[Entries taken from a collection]
——————

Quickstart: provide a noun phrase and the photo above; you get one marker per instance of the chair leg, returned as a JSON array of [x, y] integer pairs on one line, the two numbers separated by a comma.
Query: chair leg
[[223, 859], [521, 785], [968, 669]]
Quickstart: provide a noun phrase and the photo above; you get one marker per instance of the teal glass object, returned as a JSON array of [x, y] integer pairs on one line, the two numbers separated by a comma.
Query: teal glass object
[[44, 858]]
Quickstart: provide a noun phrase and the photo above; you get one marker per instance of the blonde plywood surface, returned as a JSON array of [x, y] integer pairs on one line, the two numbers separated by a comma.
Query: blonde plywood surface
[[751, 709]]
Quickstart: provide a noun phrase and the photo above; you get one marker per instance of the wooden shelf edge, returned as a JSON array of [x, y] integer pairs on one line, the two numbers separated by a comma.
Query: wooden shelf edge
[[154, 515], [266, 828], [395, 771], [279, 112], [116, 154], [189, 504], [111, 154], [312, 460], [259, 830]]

——————

EXERCISE DETAILS: Every entry above should be given again exactly as shown.

TASK RESPONSE:
Quickstart: provide a noun phrase and the photo above; you get one marker per instance of the chair leg, returned as a JSON array of [x, y] integer pairs on one line, the two numbers separated by a comma.
Query: chair leg
[[223, 859], [521, 785], [968, 669]]
Quickstart: provide a noun phrase and the photo above; you get one marker per instance of the teal glass object, returned as a JSON array of [x, y] integer pairs on one line, the two numbers separated by a comma.
Query: teal glass object
[[44, 858]]
Quickstart: provide a noun phrase and the photo above; you get one marker per instance of the blonde plywood surface, returned as a JSON array of [x, y] integer pairs on one line, the two numbers separated by a comma.
Query: blonde plywood surface
[[751, 709]]
Quickstart: provide a noun phrase and the photo above; you get one marker per instance of the wooden shelf edge, returned as a JSON array of [x, y] integer pairs on one line, the two numbers separated by a comma.
Query: wooden shelf edge
[[154, 515], [266, 828], [395, 771], [279, 112], [116, 154], [189, 504], [111, 154], [312, 460], [259, 830]]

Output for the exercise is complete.